(标注数据集中的条目)
::::::::

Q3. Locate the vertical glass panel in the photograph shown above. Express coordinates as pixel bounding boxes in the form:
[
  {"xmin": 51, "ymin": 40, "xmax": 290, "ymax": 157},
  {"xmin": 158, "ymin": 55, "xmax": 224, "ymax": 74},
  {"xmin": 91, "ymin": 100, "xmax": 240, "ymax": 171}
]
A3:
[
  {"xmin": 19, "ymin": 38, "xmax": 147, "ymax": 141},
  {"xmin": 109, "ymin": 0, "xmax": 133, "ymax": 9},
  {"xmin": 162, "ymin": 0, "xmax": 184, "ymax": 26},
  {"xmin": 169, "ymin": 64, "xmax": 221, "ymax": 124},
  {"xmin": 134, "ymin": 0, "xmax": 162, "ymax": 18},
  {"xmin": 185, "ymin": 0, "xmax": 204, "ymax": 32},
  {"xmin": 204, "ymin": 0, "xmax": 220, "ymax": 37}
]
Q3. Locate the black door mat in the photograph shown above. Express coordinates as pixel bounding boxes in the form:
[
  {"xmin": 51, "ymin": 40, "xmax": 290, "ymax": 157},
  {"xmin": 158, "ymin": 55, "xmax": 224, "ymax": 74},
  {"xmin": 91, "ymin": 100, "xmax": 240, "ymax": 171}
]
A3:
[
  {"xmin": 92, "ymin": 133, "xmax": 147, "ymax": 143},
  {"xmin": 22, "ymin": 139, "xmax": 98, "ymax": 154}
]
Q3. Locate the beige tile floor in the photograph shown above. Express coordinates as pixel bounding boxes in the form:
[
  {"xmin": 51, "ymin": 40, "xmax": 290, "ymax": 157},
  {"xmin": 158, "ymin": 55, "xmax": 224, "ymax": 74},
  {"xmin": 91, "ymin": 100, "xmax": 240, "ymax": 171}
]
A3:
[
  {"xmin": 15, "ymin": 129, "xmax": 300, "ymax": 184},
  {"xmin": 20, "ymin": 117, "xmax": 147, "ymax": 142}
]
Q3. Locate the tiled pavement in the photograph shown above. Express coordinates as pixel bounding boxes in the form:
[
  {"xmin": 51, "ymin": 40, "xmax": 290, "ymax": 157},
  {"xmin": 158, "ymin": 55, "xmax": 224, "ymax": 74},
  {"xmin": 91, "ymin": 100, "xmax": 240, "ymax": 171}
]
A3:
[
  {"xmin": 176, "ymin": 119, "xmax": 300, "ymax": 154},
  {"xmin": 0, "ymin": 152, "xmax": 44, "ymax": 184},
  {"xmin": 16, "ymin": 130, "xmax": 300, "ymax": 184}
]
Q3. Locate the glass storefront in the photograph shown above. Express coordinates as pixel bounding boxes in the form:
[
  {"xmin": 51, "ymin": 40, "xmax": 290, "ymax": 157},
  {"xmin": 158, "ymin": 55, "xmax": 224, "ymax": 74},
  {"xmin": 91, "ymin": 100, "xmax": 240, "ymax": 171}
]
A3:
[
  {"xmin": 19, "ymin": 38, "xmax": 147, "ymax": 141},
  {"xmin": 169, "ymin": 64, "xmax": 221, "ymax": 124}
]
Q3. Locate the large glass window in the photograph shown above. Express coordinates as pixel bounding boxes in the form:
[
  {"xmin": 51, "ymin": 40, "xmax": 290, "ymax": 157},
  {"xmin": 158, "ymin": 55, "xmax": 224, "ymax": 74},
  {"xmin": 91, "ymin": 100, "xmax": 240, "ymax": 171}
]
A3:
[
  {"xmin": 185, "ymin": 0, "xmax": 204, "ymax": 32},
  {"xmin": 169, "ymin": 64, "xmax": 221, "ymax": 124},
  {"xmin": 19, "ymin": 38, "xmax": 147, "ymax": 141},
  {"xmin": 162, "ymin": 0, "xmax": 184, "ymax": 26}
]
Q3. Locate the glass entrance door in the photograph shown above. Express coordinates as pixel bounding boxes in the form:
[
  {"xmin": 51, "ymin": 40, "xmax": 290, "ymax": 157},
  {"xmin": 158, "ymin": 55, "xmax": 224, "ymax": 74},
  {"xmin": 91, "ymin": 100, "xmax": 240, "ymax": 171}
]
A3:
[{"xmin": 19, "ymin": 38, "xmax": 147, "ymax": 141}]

::::::::

请照做: 把从含有"Q3. Locate the beige"的那一行起一直到记录末尾的所有行（首尾都算）完整重写一遍，连同其中的标注要求，只写这些行。答案里的每个坐标数值都乘以2.4后四舍五入为整数（恰好是.5时进位），标注要求及其格式示例中的数字保持不变。

练习作答:
Q3. Locate the beige tile floor in the photograph shown above. Express coordinates as pixel bounding boxes in the form:
[
  {"xmin": 51, "ymin": 40, "xmax": 290, "ymax": 157},
  {"xmin": 158, "ymin": 55, "xmax": 224, "ymax": 74},
  {"xmin": 91, "ymin": 100, "xmax": 240, "ymax": 171}
]
A3:
[
  {"xmin": 36, "ymin": 310, "xmax": 720, "ymax": 442},
  {"xmin": 48, "ymin": 281, "xmax": 353, "ymax": 341}
]
Q3. Locate the tiled pavement in the photograph shown above. Express coordinates as pixel bounding boxes in the form:
[
  {"xmin": 51, "ymin": 40, "xmax": 290, "ymax": 157},
  {"xmin": 158, "ymin": 55, "xmax": 224, "ymax": 74},
  {"xmin": 91, "ymin": 100, "xmax": 240, "ymax": 171}
]
A3:
[
  {"xmin": 422, "ymin": 286, "xmax": 720, "ymax": 370},
  {"xmin": 0, "ymin": 365, "xmax": 106, "ymax": 442},
  {"xmin": 38, "ymin": 312, "xmax": 720, "ymax": 442}
]
Q3. Locate the glass storefront in the photograph shown above. Express coordinates as pixel bounding boxes in the form:
[
  {"xmin": 51, "ymin": 40, "xmax": 290, "ymax": 157},
  {"xmin": 158, "ymin": 55, "xmax": 224, "ymax": 74},
  {"xmin": 91, "ymin": 100, "xmax": 240, "ymax": 171}
]
A3:
[
  {"xmin": 46, "ymin": 91, "xmax": 353, "ymax": 338},
  {"xmin": 406, "ymin": 154, "xmax": 530, "ymax": 298}
]
Q3. Locate the large glass window in the photograph shown above. Express coordinates as pixel bounding boxes in the form:
[
  {"xmin": 51, "ymin": 40, "xmax": 290, "ymax": 157},
  {"xmin": 158, "ymin": 55, "xmax": 224, "ymax": 74},
  {"xmin": 91, "ymin": 100, "xmax": 240, "ymax": 171}
]
A3:
[
  {"xmin": 444, "ymin": 0, "xmax": 490, "ymax": 77},
  {"xmin": 406, "ymin": 154, "xmax": 530, "ymax": 298},
  {"xmin": 46, "ymin": 91, "xmax": 353, "ymax": 338},
  {"xmin": 389, "ymin": 0, "xmax": 442, "ymax": 62}
]
Q3. Locate the glass entrance door in the photograph shown above. Express coordinates as pixel bounding boxes in the form:
[
  {"xmin": 51, "ymin": 40, "xmax": 290, "ymax": 157},
  {"xmin": 158, "ymin": 55, "xmax": 224, "ymax": 74},
  {"xmin": 91, "ymin": 100, "xmax": 240, "ymax": 171}
]
A3:
[{"xmin": 46, "ymin": 91, "xmax": 353, "ymax": 338}]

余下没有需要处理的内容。